Work instructions:
Omit all pictures. Copy the rest of the material exactly.

-- Start Record excerpts --

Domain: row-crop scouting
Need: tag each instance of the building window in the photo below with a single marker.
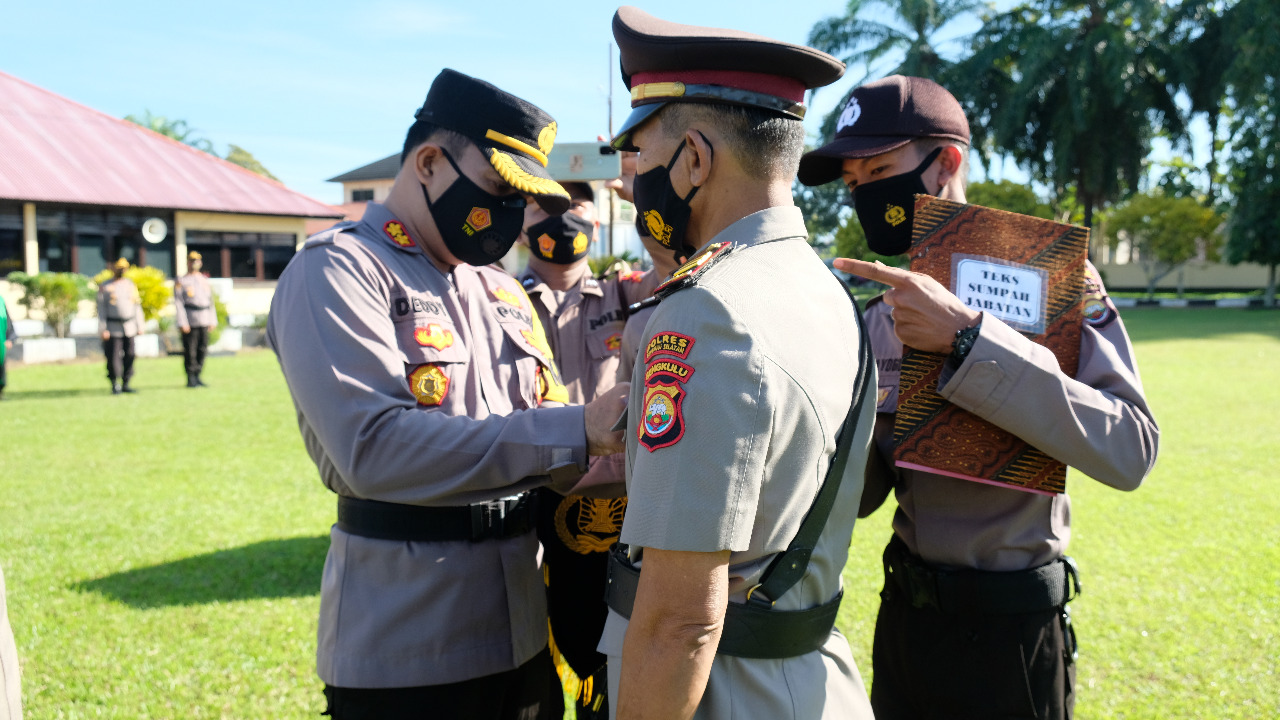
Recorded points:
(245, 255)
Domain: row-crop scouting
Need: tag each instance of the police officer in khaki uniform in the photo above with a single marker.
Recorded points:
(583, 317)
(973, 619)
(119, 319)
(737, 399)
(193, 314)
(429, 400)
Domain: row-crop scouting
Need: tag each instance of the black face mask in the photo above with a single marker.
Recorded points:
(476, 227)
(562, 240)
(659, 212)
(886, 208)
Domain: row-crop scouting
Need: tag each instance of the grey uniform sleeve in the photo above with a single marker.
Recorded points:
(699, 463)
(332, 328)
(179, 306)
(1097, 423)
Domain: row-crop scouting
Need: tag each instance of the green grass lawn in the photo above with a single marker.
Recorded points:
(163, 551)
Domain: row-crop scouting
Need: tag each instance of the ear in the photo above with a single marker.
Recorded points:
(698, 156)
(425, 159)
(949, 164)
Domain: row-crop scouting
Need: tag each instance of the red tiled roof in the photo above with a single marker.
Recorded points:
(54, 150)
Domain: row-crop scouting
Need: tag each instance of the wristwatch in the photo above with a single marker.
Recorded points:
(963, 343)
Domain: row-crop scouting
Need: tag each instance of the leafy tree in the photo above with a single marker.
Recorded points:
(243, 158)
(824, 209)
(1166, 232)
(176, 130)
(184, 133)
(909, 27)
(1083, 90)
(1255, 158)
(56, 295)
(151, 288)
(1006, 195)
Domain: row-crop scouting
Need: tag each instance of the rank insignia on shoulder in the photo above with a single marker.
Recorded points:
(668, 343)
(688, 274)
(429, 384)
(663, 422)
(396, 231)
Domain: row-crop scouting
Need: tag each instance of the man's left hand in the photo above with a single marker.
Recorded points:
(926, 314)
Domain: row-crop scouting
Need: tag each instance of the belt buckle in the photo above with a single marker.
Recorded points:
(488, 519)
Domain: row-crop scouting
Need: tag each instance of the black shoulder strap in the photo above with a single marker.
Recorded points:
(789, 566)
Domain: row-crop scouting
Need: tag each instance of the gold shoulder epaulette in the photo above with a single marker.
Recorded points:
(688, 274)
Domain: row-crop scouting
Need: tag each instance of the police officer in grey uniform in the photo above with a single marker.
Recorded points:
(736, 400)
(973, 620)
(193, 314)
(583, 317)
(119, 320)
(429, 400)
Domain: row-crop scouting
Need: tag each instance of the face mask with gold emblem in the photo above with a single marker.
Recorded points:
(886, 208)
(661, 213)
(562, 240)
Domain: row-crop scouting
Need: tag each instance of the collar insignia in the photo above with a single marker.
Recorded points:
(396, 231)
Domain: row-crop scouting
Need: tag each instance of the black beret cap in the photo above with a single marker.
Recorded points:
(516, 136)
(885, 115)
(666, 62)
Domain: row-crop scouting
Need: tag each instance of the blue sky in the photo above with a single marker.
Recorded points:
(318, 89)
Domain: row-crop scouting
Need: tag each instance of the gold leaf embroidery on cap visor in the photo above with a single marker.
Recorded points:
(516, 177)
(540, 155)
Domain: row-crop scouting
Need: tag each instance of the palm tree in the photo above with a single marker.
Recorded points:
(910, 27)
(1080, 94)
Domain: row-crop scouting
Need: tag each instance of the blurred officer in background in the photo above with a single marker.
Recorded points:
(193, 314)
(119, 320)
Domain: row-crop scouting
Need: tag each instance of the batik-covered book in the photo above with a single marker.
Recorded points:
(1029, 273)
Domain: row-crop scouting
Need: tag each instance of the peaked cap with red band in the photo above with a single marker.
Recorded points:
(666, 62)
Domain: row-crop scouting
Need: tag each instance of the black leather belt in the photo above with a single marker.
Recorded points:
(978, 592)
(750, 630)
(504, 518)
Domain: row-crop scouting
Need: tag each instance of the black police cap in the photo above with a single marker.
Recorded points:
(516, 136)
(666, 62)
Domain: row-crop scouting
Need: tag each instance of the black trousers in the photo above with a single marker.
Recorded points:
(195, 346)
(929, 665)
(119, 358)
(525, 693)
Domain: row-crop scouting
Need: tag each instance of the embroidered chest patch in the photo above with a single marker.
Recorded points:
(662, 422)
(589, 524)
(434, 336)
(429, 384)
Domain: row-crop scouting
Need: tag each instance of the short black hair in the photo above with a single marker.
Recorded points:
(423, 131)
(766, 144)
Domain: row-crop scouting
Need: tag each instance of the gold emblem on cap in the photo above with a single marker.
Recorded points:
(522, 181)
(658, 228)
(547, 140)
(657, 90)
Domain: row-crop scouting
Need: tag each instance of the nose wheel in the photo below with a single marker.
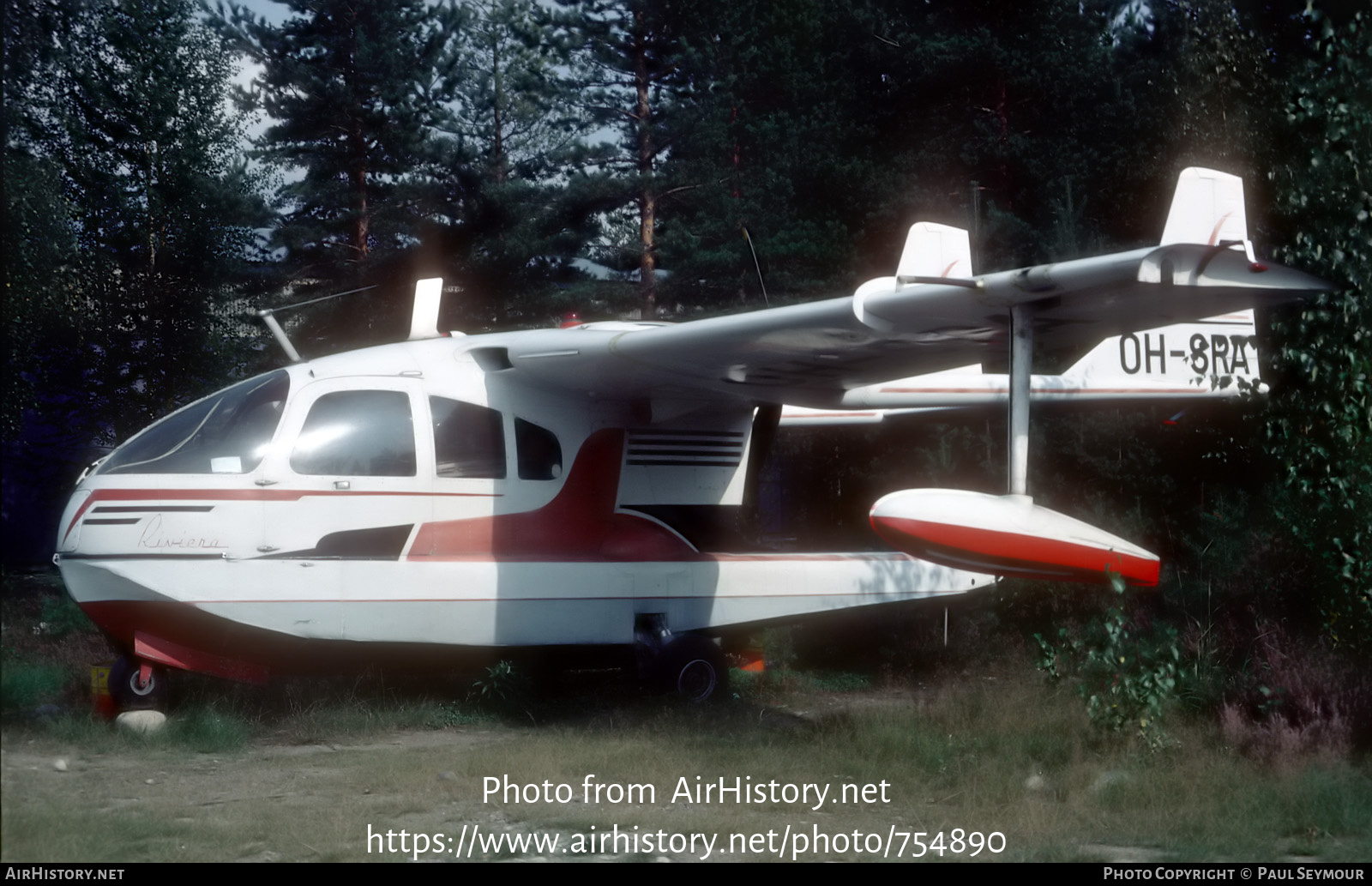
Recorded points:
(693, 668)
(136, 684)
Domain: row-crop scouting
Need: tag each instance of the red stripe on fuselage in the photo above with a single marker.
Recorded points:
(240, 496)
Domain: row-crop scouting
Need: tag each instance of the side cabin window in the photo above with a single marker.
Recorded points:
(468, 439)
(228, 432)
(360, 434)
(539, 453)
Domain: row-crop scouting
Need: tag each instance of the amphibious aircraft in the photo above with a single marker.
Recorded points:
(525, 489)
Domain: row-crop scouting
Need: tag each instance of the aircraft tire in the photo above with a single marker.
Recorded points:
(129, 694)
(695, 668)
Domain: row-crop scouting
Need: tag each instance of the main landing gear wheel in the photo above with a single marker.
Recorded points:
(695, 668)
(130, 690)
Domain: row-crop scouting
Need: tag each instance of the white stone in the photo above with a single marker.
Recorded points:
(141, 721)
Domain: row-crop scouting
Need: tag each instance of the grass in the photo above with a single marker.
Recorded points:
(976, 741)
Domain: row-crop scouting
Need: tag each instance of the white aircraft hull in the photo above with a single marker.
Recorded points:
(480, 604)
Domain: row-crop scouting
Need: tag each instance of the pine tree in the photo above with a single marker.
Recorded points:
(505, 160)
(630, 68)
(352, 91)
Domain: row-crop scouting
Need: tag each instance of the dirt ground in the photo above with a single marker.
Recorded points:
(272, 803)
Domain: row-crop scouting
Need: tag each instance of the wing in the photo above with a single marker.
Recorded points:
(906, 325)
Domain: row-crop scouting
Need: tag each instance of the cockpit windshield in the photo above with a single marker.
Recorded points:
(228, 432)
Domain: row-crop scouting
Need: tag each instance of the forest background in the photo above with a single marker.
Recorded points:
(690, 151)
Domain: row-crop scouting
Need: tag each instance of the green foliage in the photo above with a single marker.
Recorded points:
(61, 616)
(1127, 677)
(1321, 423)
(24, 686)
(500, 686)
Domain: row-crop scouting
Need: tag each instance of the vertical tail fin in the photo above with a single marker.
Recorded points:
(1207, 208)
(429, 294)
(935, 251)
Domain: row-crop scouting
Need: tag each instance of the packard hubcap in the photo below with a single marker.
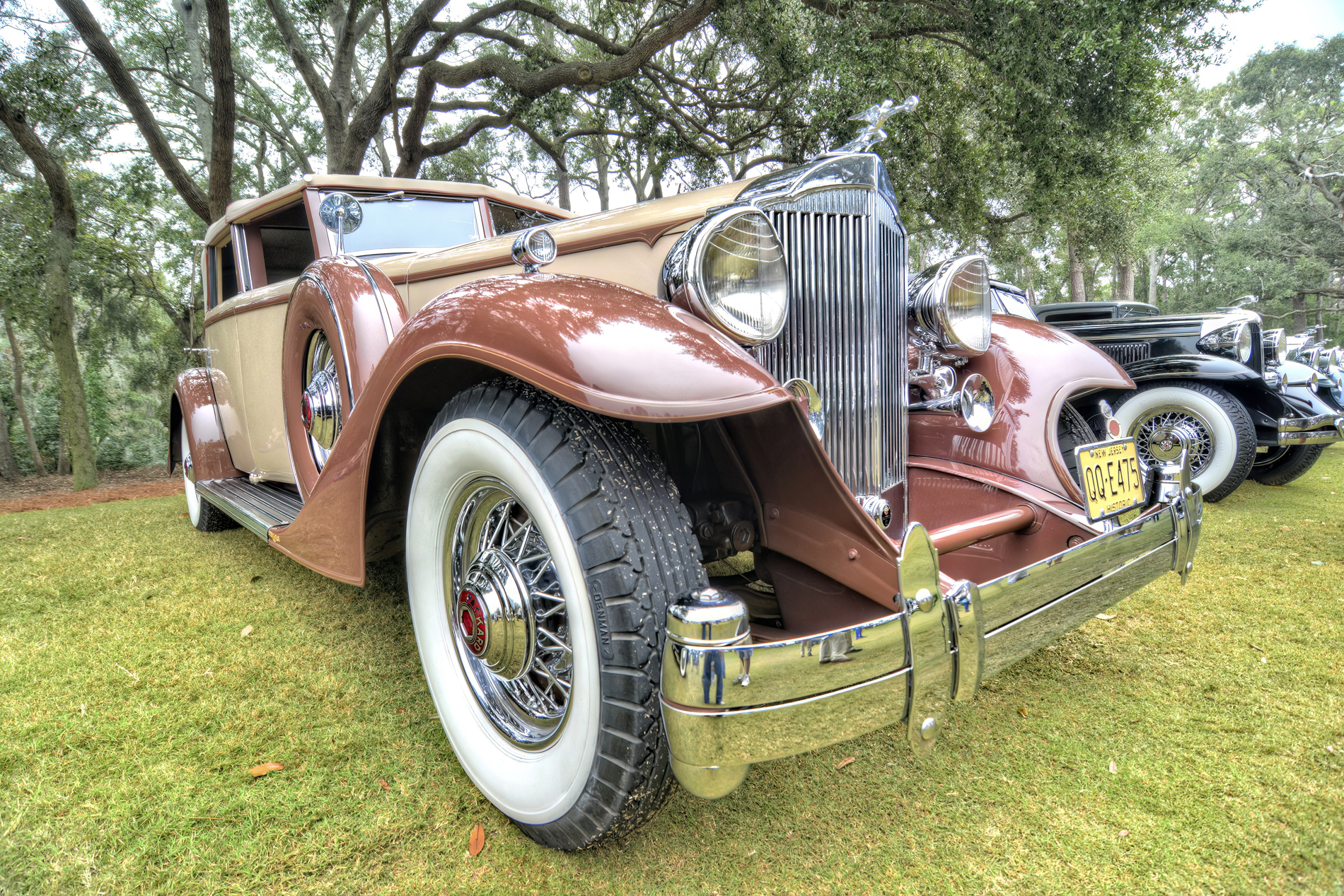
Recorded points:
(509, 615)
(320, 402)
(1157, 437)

-- End Record excerpts --

Full output:
Domain: row-crop scouting
Need: tag each instance of the building window in the photo below with a single marker.
Recorded points:
(245, 255)
Domain: row-crop scouting
Need: tag each instance of the police officer in khaki uniform in the photo above with a single marker.
Recorded points:
(583, 317)
(973, 619)
(119, 319)
(737, 399)
(193, 314)
(429, 400)
Domain: row-crop scouting
Need: tag each instance of the black face mask in the photo above with a single marker.
Recorded points:
(476, 227)
(562, 240)
(659, 212)
(886, 208)
Domain: row-crop scouting
Need: tag each instance of the grey uniform sleeve in the photo above with a single marker.
Recorded points:
(699, 463)
(332, 328)
(179, 306)
(1097, 423)
Domain: row-crop scouting
Need: tag each instance of the green grass lawn in the photo above with a single marker.
Recorded points:
(163, 551)
Domain: row-crop scouting
Need: tag each instance of the ear in the photo above with a single marker.
Recorded points:
(698, 156)
(425, 159)
(949, 164)
Domain: row-crop scouting
Need: tag each instance of the red tiled roof in the photo above with a single marker.
Recorded points:
(54, 150)
Domain: row-crop scouting
Need: tag each instance of the wristwatch in the photo above with a single marker.
Recorded points:
(963, 343)
Domain: row-crop scouting
Need: tag each instance of the leafy tree in the photo above with a single marker.
Recorded points:
(243, 158)
(824, 209)
(1166, 232)
(176, 130)
(184, 133)
(909, 27)
(1083, 90)
(1255, 158)
(56, 295)
(151, 288)
(1006, 195)
Domain: row-crop scouting
Need: tag each instance of the rank insignia on shoulder in the photo above with a single marker.
Recorded points:
(668, 343)
(688, 274)
(429, 384)
(663, 422)
(396, 231)
Domain: row-crop scouting
Need: tag each instance of the man's left hand in the photo above with a single marker.
Recorded points:
(926, 314)
Domain: row-crop scouting
Need: tag each instance of the belt buckle in the photo above with a single marker.
Recorded points:
(488, 519)
Domain: row-crop scouting
Need: tag each instance of the black shoulder strap in the photo above with a single marker.
Recorded points:
(789, 566)
Domain: row-crop scouting
Need: tag each instance of the gold shoulder epaulette in the photo above with a single marker.
Recorded points:
(688, 274)
Domain: row-crop scouting
Need: tag each instance of the police officer in grey uniform in the photo above with a single marker.
Recorded points:
(736, 400)
(973, 620)
(193, 314)
(583, 317)
(119, 320)
(429, 400)
Domain: row-crop scouting
Need: tag each instance of the face mask with gold emblem in the photo above with a single marker.
Recorded points:
(886, 208)
(661, 213)
(562, 240)
Domain: row-crop scouting
Need: tag each instance of the collar insignia in the photo above with a single marker.
Recorded points:
(396, 231)
Domain: row-crop scouting
Need: tag each instance of the black beret cap in the photo above with a single marker.
Recorded points:
(516, 136)
(885, 115)
(666, 62)
Domain: row-crop scouting
Need: tag each instance of the blue sky in the photo above with a single marker.
Recorded points:
(318, 89)
Domain: row-crop scouting
Need: tag each instance of the gold leaf embroidery on cap visor in the photo above with a single marker.
Recorded points:
(516, 177)
(540, 155)
Domain: row-crop scouting
Need: tag each instance of the palm tree in the photo above with a single marker.
Recorded points:
(910, 27)
(1080, 94)
Domain: row-crop scouting
Need: tag each instance of the blurred officer in background in the photo above with a single marker.
Recorded points:
(193, 314)
(119, 320)
Domain: row-crop scouting
Need: tag each instance of the batik-covered book in the photo above with a single marker.
Recorded points:
(1029, 273)
Domain: row-crop scouting
Need: tag each instance of the peaked cap with red band in the photo above with a single marker.
Recorded points:
(666, 62)
Domain: row-crop scouting
Need: tag each instance of the black leather belt in the photo above with a single marker.
Recorded points:
(978, 592)
(750, 630)
(504, 518)
Domain: row-crop scouting
Need: tag each instance of the black police cap in the photo above with a single marker.
Recorded points:
(516, 136)
(666, 62)
Domain: row-crop scouting
Need: tag each instance of the black trousers in the photo above with a single marker.
Recorded points:
(195, 346)
(929, 665)
(119, 358)
(525, 693)
Domain: row-crop scouting
Need: tag each instance of the embroidered chest patch in the photo above with a single marker.
Recorded points:
(662, 422)
(589, 524)
(434, 336)
(429, 384)
Domain: row-crop scouting
Need: tag each instance of the short black hair in the photo above with a single marker.
Recorded points:
(423, 131)
(766, 144)
Domain: row-crop scouting
Need: tag each instance of the gold emblem on cap in the photo above with a single marker.
Recorded points:
(522, 181)
(658, 228)
(547, 140)
(657, 90)
Domain: row-crop scouting
Need: tag each instance of the nose wheel in the photo below with a single marker.
Recorded points:
(693, 668)
(136, 684)
Domain: row-crop scouting
Need: tag each instance of the red stripe on fuselage in the photo above with a single marker.
Recorded points:
(240, 496)
Domain: row-crop scouting
Need: tag each instance of the side cabin window in the photo above with a single marker.
Recorded points:
(468, 439)
(228, 432)
(360, 434)
(539, 453)
Domain: row-crop scouting
Need: tag each instance of the amphibious aircraft in the photo above with a single marker.
Recorded points:
(525, 489)
Domain: row-crop scouting
Need: tag each instance of the aircraft tire in the photo above with a single marker.
Recorded points:
(129, 694)
(695, 668)
Domain: row-crop scouting
Need: tag each instance of the main landing gear wheel in the photo above with a single marker.
Recorded points:
(695, 668)
(130, 690)
Domain: row-crop scouting
Need: tag each instance of the white stone in the photo above with a single marker.
Recorded points:
(141, 721)
Domain: row-crop scouting
Need: tag each instance of the grass in the photo above with a single marker.
Recorded points:
(976, 741)
Domain: row-crop scouting
Need: tag each instance of the white aircraft hull in the photo above with a single marker.
Recorded points:
(480, 604)
Domain: row-crop scouting
Need: tag each instance of the pine tree in the photo above with a single marker.
Recorded points:
(505, 160)
(630, 68)
(352, 91)
Domain: row-crop scouting
Need: tag each instance of the dirt ground in the photo above with a single marker.
Recorded points:
(272, 803)
Domain: row-crop scouting
Need: tag each instance of the wing in the photo above with a single marker.
Recorded points:
(906, 325)
Domain: row-crop scouting
Need: tag each instance of the cockpit windshield in the photo above with a single marker.
Recorded points:
(228, 432)
Domain: row-crop scouting
Need: tag each instance of the forest background in the photo above with a single marker.
Recorded points:
(690, 151)
Domain: row-crop scouting
Need: tag each instance of the green foliage in the photo above with a single marker.
Recorded points:
(61, 616)
(1127, 677)
(1321, 423)
(24, 686)
(500, 686)
Domain: row-crop scouting
Need: tag each instance of the vertical tail fin in the photo above with a single marker.
Recorded points:
(1207, 208)
(429, 294)
(935, 251)
Domain: row-crop scouting
Need: tag each instance of the packard hubcap in the photo below with a single marker.
Recorded points:
(509, 615)
(320, 402)
(1157, 437)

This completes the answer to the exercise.